### TEXTE SOURCE:

* * *

L’école de Dijon est avant tout une grande école de sculpture. |e viens d’en citer les productions maîtresses : le Portail, le Puits de Moïse ou plus exactement le Puits des Prophètes, enfin les tombeaux de Philippe le Hardi et de Jean sans Peur. Trois grands noms sont inséparables de ces œuvres : ceux de Jean de Marville, de Claes Sluter et de Claes van de Werve. Le premier fonde l’école ; le second en est l’incarnation culminante ; le troisième, maintenant les conquêtes de son prédécesseur, établit pour un siècle le règne du style bourguignon en France. Avant d’analyser les œuvres, rassemblons ce que nous savons de leurs auteurs.

On n’est point fixé sur l’origine de Jean de Marville que les textes appellent aussi de Merreville, Mereville, Menreville, Menneville. On ne sait s’il est originaire du nord de la France, du pays de Liège, ou des confins de Luxembourg.[1] En tout cas il vient du nord ainsi que l’indique le prénom Hennequin que lui donnent les plus anciens comptes où il est mentionné. Il figure tout d’abord dans la grande pléiade d’imagiers réunis par Charles V, et Jean de Liège l’employa aux travaux de la sépulture royale élevée dans la cathédrale de Rouen. Après quoi il entre au service de Philippe le Hardi ; dès l’année 1373 il reçoit des gages comme maître imagier et valet de chambre de Monseigneur de Bourgogne et le tombeau du duc lui est commandé la même année. Aussitôt le sculpteur s’installe à Dijon. Divers travaux pour la maison ducale retardèrent l’exécution de la sépulture et celle-ci ne fut commencée qu’en 1383 ; dix ans seulement après la commande l’artiste alla chercher lui-même le marbre à Dinant et on le remboursa des frais de son voyage en 1384. Dès lors les comptes citent de nombreux ouvriers qui travaillent à ses côtés. Tous ont des noms flamands : Philipot van Erem, Gillequin Tailleleu, Liefvin de Hanc, Hennequin van Claire et enfin Claes Sluter, qu’il avait engagé comme ouvrier en 1381.

Il est indiscutable que certaines parties du tombeau de Philippe le Hardi étaient terminées quand Jean de Marville mourut en 1389 puisque peu de temps auparavant des ouvriers étaient venus de Paris pour le polissage du

  1. On hésite entre trois localités : Merville (nord), Mervil, hameau voisin de Saint-Trond, et Marville aux limites de la région luxembourgeoise. Cf. Dehaisnes op. cit., p. 510, et Courajod. Leçons. V. II. p. 126, 354 et 355.

* * *

### MATÉRIEL:
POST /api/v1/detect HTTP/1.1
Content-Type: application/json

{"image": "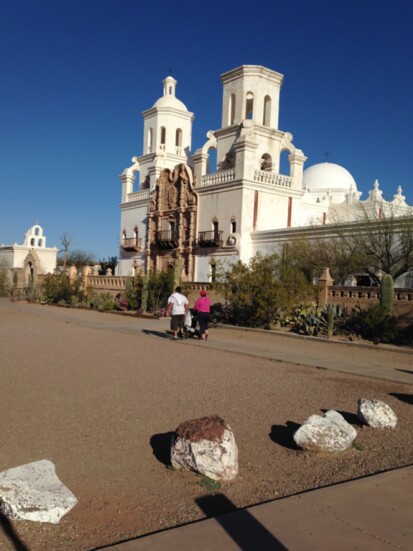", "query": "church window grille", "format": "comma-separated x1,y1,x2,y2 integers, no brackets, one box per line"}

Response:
245,92,254,119
148,128,153,153
228,94,235,126
262,96,271,126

* * *

### PROBLÈME À TRAITER:
Dans le texte sur l'école de Dijon, quels ouvriers aux noms flamands les comptes citent-ils aux côtés de Jean de Marville ? Nommez-les tous.

### SOLUTION:
Philipot van Erem, Gillequin Tailleleu, Liefvin de Hanc, Hennequin van Claire et Claes Sluter.